Copy out everything from the row containing "the train front" down to the end of the rows, swapping "evaluation set" for "test set" and keeping all else the same. Leave the pictures out of your answer.

===

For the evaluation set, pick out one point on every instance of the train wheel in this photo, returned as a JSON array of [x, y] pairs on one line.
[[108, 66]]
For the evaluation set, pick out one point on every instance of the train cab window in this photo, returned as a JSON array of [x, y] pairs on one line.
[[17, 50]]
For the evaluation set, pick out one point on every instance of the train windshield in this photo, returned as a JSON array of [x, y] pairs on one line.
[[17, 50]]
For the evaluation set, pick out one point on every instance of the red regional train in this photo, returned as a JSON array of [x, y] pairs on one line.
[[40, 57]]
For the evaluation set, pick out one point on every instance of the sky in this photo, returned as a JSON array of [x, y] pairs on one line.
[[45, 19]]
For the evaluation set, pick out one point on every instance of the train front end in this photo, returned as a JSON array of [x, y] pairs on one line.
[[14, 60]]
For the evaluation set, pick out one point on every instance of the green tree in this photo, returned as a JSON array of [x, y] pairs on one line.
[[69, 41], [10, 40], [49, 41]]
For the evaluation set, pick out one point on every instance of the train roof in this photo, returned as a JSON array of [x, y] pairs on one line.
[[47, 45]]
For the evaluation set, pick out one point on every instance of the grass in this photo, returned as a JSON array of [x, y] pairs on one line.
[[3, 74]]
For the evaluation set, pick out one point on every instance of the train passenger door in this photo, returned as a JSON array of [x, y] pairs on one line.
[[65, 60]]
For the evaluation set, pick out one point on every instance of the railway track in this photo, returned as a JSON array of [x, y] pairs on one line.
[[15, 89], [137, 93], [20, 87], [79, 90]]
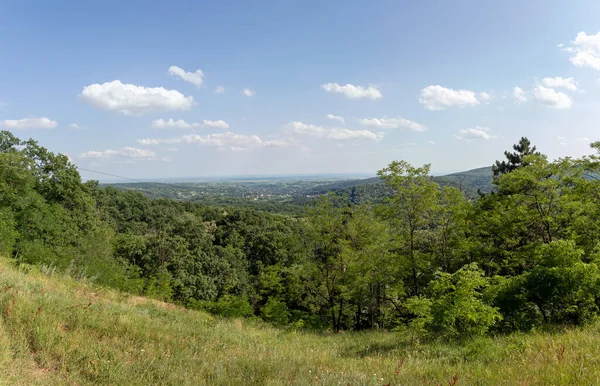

===

__Full output__
For the test set, pick out one point on every instance of the train front end in this photo, returned as a JSON array of [x, y] pairs on one line.
[[14, 60]]
For the test set, pick out one point on every instance of the green tree in this photo, returned as a JSON array of [x, y] pairs on one line.
[[69, 41], [10, 40], [49, 41]]
For the test set, pick out one point on every instance of the train roof in this photo, returned as a JSON array of [x, y] pairs on one line.
[[47, 45]]
For the test set, pick out one point on every instance of the grass in this photo, returned as a JSON array of [x, y] pairs on one line.
[[3, 74]]
For the test set, pick out one point on every instance of the train passenger door in this photo, returned as a JSON array of [x, y] pairs on one line.
[[65, 60]]
For the test set, pick out one point on every instance of the railway track in this photo, returned as a JSON array of [x, y] pairs on one line.
[[15, 89], [137, 93], [20, 87], [79, 90]]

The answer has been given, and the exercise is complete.